● **TRY IT**:
Lines to restate from the data below: from the one containing "pebble in the image above." to the one containing "surface in the image above.", both included. Give them again exactly, and only them.

● **EXCERPTED RECORDS**:

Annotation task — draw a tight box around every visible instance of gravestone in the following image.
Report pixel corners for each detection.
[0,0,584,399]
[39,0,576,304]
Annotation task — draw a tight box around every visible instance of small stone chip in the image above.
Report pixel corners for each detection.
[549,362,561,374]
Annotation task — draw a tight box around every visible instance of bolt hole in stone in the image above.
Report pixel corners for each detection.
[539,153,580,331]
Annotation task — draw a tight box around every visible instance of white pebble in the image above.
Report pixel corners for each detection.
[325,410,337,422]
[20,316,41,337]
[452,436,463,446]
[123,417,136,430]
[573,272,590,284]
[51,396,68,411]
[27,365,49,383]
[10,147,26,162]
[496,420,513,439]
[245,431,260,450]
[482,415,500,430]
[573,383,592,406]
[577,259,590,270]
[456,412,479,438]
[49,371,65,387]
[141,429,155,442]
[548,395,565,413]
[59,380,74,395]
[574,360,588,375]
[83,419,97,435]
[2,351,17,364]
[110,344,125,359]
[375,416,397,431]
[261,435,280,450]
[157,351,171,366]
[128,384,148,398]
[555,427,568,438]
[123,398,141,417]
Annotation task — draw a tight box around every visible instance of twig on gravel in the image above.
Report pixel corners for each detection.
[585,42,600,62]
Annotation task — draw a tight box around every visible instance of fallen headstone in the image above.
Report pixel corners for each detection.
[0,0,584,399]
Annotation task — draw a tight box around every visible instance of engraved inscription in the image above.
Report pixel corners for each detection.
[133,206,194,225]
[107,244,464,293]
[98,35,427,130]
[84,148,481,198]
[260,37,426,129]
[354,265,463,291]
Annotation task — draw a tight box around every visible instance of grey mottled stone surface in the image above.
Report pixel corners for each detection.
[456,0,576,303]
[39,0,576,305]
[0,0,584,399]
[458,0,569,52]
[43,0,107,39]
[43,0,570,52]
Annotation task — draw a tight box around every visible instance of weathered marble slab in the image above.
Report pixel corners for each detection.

● **RESULT OF THE EXERCISE**:
Annotation task — draw a tight box around every visible instance of white pebble in the image above.
Report pixel corners for each detection.
[325,410,337,422]
[20,316,41,337]
[452,436,463,446]
[123,417,136,430]
[573,272,590,284]
[51,396,68,411]
[27,365,49,383]
[10,147,26,162]
[496,420,513,439]
[245,431,260,450]
[482,415,500,430]
[573,383,592,406]
[577,259,590,270]
[456,412,479,438]
[49,371,65,387]
[141,429,155,442]
[548,395,565,413]
[59,380,74,395]
[574,360,588,375]
[83,419,97,435]
[2,351,17,364]
[110,344,125,359]
[375,416,397,431]
[261,435,280,450]
[157,351,171,366]
[128,384,148,398]
[555,427,568,438]
[123,398,141,417]
Annotation task — draw a tight box around every visible instance of twig on gravel in the image above.
Report pixel corners for each detection.
[585,42,600,62]
Annotation task — draw a tight box around every visible instance of fallen headstone in the image above.
Report pixel corners for each detection.
[0,0,584,399]
Annotation task — draw a tight box around every visible instance of engraved inscription in the image above.
Report pixel corners for each detection.
[133,206,194,225]
[107,244,464,293]
[98,35,427,130]
[84,148,481,198]
[260,37,426,129]
[354,265,463,291]
Annotation task — draw a tight box around every visible instance of grey mottled stone surface in the image above.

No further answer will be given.